**Your tasks:**
**A.** Could you revise the passage of the school principal script that begins at the words "-That was outstanding." and stops after "gonna clean house!", changing "Discipline" to "Order"?
**B.** Could you pick up the school principal script after its final line and carry it forward?

**Source document:**
================
Behold! Prickly's house of style.

Oh, gabardine.

[gasps]
Whatever happened to all-day recess?

Don't worry. Teej must have
something up his sleeve.

[T.J.]
May I have your attention, please?

-[muttering]
-I said attention!

I am hereby rescinding
all my earlier rules

and replacing them with new ones.

I recognize Prickly,
but who's that midget in the suit?

That's no midget, Gus,
that's Principal T.J.

He's more machine than kid now.

First, your lunch hour will be cut short
and dessert will be eliminated.

[crowd moping]

New rule number two, recess,
only because it is required

by those bureaucrats downtown,
will be cut to four minutes.

Anyone breaking the new rules will receive
a Level Four detention.

Now finish your lunch
and get back to class!

-[horror music]
-Transformation complete.

A little higher, Lou.
[sighs]

[Lemon]
Principal Detweiler,

we nabbed a sixth grader
for running in the hall.

Ugh! Blasted kid.
I was just beginning to relax.

Running in the hall?
Running in the hall?

Why must you turn my hall
into a den of running?

I'm sorry.
It's just that I don't feel so good.

I was running to the bathroom to--

I'm not interested in excuses!

This horrible infraction is going
right into the Prickly Files.

-What? B-But, sir, I--
-I'm doing this for your own good.

Now, sign it!

Oh, man, this whomps.

[T.J.'s voice]
What you looking at?

OK, OK, that's enough.

Now get out and leave
Principal Detweiler alone.

-That was outstanding. I never...
-[sad music]

I-Is something the matter, Son?

No, I'm fine. It's just...
Time for change, that's all.

Discipline around
here has been too lax lately.

I'm gonna clean house!
I'm starting off

with the worst miscreants in the bunch!

Miss Lemon, send up
LaSalle, Grundler,

Blumberg, Griswald,
and Spinelli, now!

Oh, your best friends. Nice touch.

It's about time
those five were entered

alphabetically, of course,
in the Prickly Files.
================
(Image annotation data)
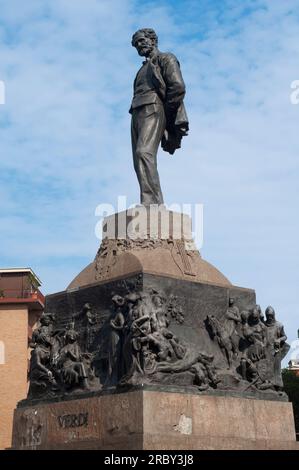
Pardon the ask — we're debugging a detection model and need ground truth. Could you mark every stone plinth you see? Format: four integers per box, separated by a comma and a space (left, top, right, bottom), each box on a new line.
12, 390, 298, 450
68, 206, 231, 290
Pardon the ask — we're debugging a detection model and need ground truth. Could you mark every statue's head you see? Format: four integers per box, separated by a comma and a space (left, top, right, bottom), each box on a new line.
250, 306, 260, 323
265, 305, 275, 323
40, 313, 54, 326
65, 328, 79, 343
132, 28, 158, 57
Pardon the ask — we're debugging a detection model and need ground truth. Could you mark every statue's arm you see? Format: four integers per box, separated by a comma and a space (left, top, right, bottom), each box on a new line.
163, 54, 186, 112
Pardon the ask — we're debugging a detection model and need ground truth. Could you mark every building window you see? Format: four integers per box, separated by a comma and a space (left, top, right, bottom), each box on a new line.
0, 341, 5, 365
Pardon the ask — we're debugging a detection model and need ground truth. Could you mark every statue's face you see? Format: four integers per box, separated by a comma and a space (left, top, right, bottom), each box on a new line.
251, 308, 260, 321
265, 307, 275, 323
266, 312, 275, 323
134, 33, 155, 57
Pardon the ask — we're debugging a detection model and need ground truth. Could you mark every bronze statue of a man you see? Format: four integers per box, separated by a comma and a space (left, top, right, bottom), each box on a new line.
130, 28, 188, 206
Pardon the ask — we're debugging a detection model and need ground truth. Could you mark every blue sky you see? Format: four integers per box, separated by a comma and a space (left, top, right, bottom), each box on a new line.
0, 0, 299, 356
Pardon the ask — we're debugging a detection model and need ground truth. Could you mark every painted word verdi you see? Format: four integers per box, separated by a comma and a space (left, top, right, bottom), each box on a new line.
58, 413, 88, 429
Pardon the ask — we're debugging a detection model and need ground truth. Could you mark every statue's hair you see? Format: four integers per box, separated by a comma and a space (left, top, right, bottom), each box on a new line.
132, 28, 158, 47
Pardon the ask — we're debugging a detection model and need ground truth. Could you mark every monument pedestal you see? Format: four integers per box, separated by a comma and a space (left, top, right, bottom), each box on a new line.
12, 390, 299, 450
9, 209, 297, 450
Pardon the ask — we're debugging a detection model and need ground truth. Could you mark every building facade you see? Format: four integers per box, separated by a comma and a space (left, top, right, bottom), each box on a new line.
0, 268, 45, 449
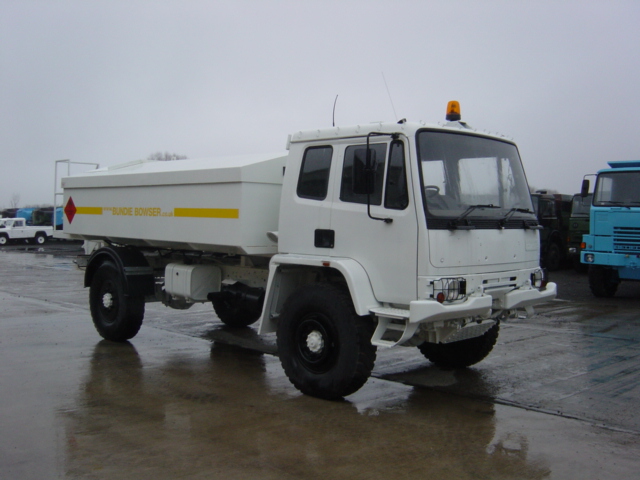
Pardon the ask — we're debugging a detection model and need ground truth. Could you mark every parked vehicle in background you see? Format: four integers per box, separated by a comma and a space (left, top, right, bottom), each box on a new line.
16, 208, 35, 225
31, 207, 62, 230
580, 160, 640, 297
567, 193, 593, 272
0, 217, 53, 245
0, 208, 18, 218
531, 191, 572, 271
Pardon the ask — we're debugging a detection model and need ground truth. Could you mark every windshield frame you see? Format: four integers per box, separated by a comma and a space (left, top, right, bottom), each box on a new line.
571, 193, 593, 218
416, 128, 538, 229
592, 170, 640, 208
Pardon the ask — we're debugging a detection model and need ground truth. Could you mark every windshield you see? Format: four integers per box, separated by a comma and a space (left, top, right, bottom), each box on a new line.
417, 130, 533, 226
593, 172, 640, 207
571, 193, 593, 217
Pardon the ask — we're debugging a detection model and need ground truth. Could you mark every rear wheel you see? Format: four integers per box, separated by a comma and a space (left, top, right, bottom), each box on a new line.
89, 262, 144, 342
277, 284, 376, 400
589, 265, 620, 298
418, 323, 500, 368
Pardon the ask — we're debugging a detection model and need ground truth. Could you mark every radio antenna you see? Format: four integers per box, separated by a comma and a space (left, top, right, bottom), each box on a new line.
381, 72, 398, 121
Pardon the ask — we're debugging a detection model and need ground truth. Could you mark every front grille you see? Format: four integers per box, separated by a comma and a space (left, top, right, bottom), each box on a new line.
613, 227, 640, 253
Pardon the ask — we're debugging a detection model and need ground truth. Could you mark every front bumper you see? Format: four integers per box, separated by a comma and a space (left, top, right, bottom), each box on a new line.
409, 282, 557, 323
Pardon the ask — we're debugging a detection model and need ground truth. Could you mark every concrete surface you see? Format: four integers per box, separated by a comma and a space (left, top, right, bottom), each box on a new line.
0, 245, 640, 479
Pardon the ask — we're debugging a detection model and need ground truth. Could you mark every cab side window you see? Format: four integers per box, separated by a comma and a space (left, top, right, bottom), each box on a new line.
340, 143, 387, 205
297, 146, 333, 200
384, 140, 409, 210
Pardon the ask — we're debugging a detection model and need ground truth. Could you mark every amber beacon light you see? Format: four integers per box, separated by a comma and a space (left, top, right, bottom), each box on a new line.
446, 100, 462, 122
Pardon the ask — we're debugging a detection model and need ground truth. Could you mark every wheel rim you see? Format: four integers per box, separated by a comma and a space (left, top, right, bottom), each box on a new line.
295, 313, 338, 373
98, 280, 119, 324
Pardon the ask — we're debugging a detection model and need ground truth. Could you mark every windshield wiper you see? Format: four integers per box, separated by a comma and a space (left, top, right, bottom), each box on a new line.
================
**Final results:**
**A.**
-That was outstanding. I never...
-[sad music]

I-Is something the matter, Son?

No, I'm fine. It's just...
Time for change, that's all.

Order around
here has been too lax lately.

I'm gonna clean house!

**B.**
You're good.
You're very good.

Happy punishment, hoodlums.

Well, look who's here.
You must think you're pretty great,

with your rock 'n' roll
and your funny books.

What's this all about, Teej, sir?

Yeah, we didn't run
or talk or nothing.

You'll see soon enough.

Peter, I'd like to handle these
on my own, if you don't mind.

Well, it's a little early
for you to fly solo,

but you've earned it, captain.

Make me proud.

[horror music]

[T.J.] You didn't run
or talk or nothing, eh?

What do you take me for, a fool?

-Well?
-It was beautiful.

I knew I could turn him around.

The boy's a natural.
Five minutes in there,

and those no-gooders will be begging
for mercy.

[T.J.] Now, hear this!
There will be an assembly

on the playground at 2:45 sharp.

It's time all you bad seeds got
what you deserve! That is all.

Collective punishment.
Oh, the boy's a genius!

[muttering]

What do you suppose
he's gonna do to us?

Nothing that our spirits cannot endure...
I hope.

Well, well, well, my young charges.
It's been nice, but now it's time

for you, Third-Streeters,
to get your just desserts.

[sirens blaring]

Free ice cream for everybody!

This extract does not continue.